Exercise instructions: Filter out every line below that lacks "graphic", and copy the rest.

Excerpted records:
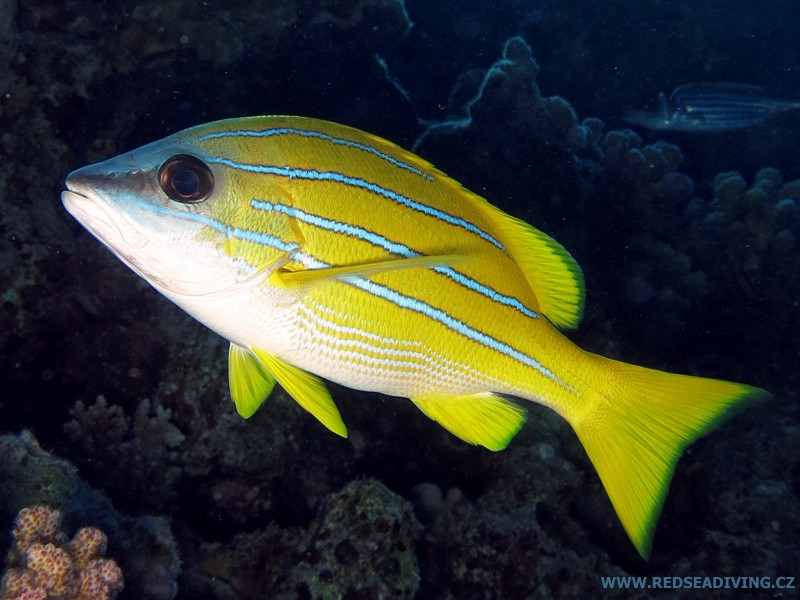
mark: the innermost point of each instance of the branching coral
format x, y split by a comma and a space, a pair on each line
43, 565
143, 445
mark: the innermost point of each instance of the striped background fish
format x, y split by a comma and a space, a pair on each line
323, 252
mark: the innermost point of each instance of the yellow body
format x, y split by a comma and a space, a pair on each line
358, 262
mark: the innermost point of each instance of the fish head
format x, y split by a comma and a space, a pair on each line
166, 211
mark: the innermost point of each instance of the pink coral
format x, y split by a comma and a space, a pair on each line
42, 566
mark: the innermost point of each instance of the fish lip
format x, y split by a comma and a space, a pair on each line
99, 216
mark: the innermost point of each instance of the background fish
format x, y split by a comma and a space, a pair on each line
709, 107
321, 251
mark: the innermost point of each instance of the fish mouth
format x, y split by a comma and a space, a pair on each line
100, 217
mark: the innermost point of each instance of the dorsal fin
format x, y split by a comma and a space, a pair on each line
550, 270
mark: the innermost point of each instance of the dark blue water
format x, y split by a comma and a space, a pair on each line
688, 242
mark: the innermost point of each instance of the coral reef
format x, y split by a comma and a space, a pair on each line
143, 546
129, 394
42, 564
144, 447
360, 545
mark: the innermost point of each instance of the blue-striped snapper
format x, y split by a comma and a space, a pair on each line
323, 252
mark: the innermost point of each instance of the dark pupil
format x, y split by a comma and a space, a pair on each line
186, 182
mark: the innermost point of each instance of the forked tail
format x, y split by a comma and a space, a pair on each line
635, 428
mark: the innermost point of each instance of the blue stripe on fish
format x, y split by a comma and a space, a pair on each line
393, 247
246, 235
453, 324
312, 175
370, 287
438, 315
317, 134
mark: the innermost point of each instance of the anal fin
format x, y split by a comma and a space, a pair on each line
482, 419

...

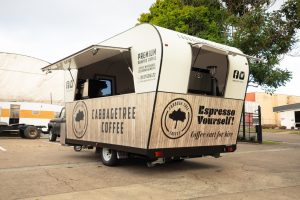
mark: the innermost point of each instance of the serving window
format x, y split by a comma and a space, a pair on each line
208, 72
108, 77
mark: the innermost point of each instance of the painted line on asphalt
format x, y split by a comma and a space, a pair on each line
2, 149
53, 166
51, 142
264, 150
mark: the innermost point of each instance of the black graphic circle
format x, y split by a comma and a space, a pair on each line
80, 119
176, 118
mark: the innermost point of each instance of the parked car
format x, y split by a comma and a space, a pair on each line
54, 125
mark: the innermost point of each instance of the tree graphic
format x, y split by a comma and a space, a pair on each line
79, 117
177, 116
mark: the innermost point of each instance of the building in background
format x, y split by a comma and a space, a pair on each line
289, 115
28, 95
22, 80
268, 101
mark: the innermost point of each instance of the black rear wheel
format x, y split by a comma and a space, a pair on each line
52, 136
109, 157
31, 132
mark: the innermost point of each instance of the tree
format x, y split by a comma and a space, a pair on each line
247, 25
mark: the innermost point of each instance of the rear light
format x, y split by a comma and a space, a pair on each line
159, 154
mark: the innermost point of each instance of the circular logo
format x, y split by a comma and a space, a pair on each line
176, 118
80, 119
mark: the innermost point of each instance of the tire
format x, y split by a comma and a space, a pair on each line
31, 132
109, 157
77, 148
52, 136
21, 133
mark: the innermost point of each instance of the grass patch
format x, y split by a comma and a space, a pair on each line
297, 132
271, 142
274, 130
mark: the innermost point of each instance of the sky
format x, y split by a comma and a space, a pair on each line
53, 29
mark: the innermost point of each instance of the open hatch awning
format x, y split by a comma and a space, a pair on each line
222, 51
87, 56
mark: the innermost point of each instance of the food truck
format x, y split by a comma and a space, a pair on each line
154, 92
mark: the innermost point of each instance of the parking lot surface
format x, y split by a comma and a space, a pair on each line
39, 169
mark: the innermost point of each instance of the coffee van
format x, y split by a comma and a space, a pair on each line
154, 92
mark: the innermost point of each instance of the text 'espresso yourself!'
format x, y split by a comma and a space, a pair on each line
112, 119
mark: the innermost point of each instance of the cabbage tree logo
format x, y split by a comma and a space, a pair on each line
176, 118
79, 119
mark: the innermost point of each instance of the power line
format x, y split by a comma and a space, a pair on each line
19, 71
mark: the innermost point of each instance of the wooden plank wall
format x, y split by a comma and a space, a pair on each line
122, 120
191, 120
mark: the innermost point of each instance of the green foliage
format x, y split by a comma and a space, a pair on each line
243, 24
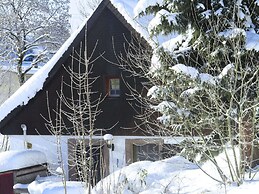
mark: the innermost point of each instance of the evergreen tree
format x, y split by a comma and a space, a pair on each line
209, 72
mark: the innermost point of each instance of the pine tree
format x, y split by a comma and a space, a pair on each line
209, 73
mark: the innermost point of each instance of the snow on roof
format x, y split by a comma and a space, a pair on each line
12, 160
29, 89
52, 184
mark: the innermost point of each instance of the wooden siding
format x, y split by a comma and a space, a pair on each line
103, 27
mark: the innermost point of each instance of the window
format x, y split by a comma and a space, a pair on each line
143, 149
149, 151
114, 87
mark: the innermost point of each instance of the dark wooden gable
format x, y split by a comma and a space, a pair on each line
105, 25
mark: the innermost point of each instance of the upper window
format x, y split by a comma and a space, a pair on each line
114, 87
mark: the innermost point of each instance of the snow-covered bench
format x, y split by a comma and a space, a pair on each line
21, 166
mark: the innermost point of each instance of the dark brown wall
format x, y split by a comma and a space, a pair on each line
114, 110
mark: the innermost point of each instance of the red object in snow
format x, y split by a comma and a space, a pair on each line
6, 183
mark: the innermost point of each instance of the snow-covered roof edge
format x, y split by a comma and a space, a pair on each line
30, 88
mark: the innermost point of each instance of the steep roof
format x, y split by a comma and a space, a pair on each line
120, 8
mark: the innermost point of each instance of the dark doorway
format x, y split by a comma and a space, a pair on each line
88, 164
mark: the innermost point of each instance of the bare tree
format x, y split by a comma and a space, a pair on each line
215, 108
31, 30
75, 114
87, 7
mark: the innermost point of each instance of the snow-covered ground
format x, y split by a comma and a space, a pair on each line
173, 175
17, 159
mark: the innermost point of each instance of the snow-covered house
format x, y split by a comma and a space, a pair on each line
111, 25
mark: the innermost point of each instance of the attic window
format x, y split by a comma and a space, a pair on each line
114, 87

--

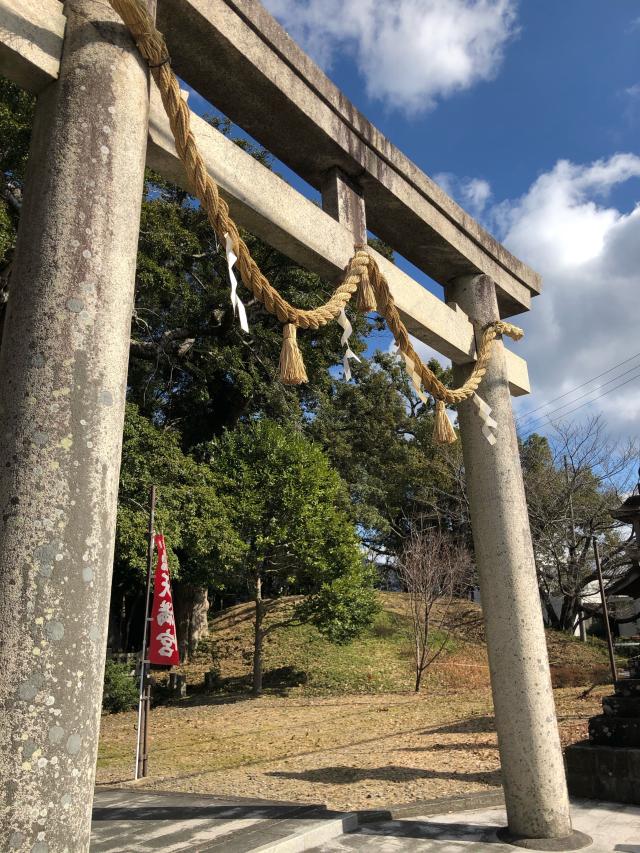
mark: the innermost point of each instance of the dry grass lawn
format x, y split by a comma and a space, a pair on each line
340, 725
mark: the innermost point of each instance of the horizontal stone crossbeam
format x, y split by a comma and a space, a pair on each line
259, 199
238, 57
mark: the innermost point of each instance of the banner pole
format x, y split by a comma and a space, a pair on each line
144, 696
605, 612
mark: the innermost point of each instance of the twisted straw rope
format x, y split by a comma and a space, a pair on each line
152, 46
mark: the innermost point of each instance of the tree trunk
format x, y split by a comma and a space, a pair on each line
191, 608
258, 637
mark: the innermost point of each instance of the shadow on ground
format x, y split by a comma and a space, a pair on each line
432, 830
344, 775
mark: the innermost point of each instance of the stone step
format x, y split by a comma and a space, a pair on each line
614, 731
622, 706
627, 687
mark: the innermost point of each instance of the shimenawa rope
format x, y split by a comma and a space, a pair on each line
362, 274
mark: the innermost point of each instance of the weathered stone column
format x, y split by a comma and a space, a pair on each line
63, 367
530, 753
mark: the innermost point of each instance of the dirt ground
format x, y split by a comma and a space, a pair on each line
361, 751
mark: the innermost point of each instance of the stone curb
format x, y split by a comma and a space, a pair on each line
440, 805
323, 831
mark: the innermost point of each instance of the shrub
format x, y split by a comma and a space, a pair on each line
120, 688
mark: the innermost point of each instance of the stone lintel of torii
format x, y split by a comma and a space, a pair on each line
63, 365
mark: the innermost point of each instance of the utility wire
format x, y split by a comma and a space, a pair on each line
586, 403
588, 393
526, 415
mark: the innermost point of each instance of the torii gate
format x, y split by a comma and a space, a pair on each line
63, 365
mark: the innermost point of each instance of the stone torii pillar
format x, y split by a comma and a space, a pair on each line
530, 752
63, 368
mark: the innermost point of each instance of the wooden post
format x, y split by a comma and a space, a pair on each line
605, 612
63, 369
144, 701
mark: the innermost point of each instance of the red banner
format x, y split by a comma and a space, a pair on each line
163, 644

Written answer:
mark: the innermost point of each instance of the black graphic circle
mark: the innermost point of each instance of the tree graphic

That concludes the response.